=== To do ===
Count how many lines in the items below contain the word "running". Reply with the number alone.

++++ Working data ++++

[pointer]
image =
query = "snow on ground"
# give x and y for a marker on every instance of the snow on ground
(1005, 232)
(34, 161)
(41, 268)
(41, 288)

++++
++++ Working data ++++

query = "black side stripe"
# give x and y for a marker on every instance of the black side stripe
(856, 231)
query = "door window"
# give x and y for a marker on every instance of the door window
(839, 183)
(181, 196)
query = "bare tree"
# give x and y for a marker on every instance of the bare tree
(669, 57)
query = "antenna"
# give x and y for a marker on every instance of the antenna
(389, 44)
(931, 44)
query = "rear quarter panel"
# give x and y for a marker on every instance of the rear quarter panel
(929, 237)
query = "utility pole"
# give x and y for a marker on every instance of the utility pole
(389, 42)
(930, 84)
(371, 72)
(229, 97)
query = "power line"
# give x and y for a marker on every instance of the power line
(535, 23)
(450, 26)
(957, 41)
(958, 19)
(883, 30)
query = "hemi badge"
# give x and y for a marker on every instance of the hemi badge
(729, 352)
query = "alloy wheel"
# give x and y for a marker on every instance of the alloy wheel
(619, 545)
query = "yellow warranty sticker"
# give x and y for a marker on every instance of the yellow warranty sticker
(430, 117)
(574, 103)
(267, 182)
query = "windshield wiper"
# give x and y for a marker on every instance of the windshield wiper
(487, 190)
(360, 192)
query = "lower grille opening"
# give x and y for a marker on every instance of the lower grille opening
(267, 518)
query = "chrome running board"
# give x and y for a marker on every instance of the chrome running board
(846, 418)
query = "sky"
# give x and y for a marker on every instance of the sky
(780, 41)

++++

=== Output for this task ===
2